Alıntı metin:

::::::

Romantik ve sosyal yaşam üzerine:

  • Hiçbirimiz için mükemmel partner veya sevgili bulunmuyor. Asıl önemli olanın bir ilişkiyi yürütebilmek olduğunu söyleyen Shetty, mükemmeli değil “karşılıklı olarak bir ilişkiyi yürütmek isteyen” kişiyi aramalısınız diyor.
  • Birisine güvenmek cesaret istiyor. Eğer karşı taraf güveni yıkarsa yine cesaret göstererek ilişkiden çıkmamız gerekiyor.
  • İnsanları bizi seçmeleri için zorlamak gerçek anlamda doğru bağlar kurmamızı engelliyor. Hepimiz her gece yatağa girdiğimizde huzurla uyuyabileceğimiz, gerginlikten uzak ilişkiler hak ediyoruz.

::::::

Kısa alıştırma A: Kayıtlarda "black" sözcüğünü içeren satırları belirleyin ve her birini kopyalayın.

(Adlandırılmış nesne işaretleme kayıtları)
::::::

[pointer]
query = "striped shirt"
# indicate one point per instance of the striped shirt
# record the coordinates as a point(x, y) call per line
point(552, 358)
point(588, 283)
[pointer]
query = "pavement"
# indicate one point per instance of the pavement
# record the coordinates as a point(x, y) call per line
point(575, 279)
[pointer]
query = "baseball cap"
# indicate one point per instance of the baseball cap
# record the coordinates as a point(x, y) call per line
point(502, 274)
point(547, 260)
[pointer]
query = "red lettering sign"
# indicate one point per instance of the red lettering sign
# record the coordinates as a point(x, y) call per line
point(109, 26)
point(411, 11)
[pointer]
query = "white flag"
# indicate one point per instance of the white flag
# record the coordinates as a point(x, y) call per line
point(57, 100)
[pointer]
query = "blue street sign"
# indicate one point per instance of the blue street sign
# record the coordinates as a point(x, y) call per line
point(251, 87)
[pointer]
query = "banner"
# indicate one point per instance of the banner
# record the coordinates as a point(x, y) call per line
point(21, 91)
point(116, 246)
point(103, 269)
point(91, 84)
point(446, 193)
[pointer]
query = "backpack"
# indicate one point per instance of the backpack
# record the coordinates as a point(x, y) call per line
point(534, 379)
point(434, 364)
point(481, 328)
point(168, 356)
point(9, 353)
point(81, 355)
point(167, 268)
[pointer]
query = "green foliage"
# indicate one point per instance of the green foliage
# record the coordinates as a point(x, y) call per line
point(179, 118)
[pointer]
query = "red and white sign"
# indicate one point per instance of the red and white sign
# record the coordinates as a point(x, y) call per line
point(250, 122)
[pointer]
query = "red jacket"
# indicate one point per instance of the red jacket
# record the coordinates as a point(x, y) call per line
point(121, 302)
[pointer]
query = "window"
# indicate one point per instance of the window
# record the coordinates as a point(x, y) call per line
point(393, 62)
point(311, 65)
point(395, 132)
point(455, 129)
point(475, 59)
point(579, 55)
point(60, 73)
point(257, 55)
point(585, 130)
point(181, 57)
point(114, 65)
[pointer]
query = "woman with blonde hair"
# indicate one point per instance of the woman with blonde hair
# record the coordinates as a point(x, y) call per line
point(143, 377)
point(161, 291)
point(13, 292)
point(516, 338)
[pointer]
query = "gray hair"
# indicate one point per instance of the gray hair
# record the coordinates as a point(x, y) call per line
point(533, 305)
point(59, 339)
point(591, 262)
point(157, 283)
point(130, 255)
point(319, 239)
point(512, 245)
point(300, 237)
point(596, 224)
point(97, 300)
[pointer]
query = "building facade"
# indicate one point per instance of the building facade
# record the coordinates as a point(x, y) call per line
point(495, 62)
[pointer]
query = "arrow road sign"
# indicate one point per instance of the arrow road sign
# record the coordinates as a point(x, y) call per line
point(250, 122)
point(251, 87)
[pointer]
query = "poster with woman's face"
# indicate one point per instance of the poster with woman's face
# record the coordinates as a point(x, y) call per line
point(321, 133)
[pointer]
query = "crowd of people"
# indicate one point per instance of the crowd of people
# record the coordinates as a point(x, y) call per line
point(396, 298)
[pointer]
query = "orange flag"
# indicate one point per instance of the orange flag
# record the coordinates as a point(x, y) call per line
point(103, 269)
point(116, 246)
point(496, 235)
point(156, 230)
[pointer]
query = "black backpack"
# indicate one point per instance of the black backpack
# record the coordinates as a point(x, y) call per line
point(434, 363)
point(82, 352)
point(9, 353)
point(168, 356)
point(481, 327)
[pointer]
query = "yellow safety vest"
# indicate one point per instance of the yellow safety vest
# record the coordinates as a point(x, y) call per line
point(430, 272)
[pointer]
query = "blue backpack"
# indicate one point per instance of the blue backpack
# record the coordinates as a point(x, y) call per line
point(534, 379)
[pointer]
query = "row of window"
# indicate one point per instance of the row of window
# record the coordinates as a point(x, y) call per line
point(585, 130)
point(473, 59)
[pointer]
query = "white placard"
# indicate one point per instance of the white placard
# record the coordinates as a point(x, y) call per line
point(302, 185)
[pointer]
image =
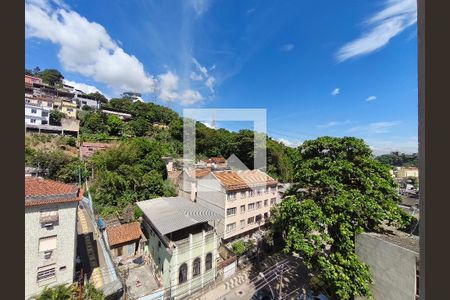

::::::

Kısa alıştırma B: Romantik ve sosyal yaşam üzerine metinden "Romantik ve sosyal" sözcükleriyle başlayıp "ilişkiler hak ediyoruz." ile biten bölümü olduğu gibi geri verin.

Alıştırma çıktısı A:
query = "black backpack"
# indicate one point per instance of the black backpack

Alıştırma çıktısı B:
Romantik ve sosyal yaşam üzerine:

  • Hiçbirimiz için mükemmel partner veya sevgili bulunmuyor. Asıl önemli olanın bir ilişkiyi yürütebilmek olduğunu söyleyen Shetty, mükemmeli değil “karşılıklı olarak bir ilişkiyi yürütmek isteyen” kişiyi aramalısınız diyor.
  • Birisine güvenmek cesaret istiyor. Eğer karşı taraf güveni yıkarsa yine cesaret göstererek ilişkiden çıkmamız gerekiyor.
  • İnsanları bizi seçmeleri için zorlamak gerçek anlamda doğru bağlar kurmamızı engelliyor. Hepimiz her gece yatağa girdiğimizde huzurla uyuyabileceğimiz, gerginlikten uzak ilişkiler hak ediyoruz.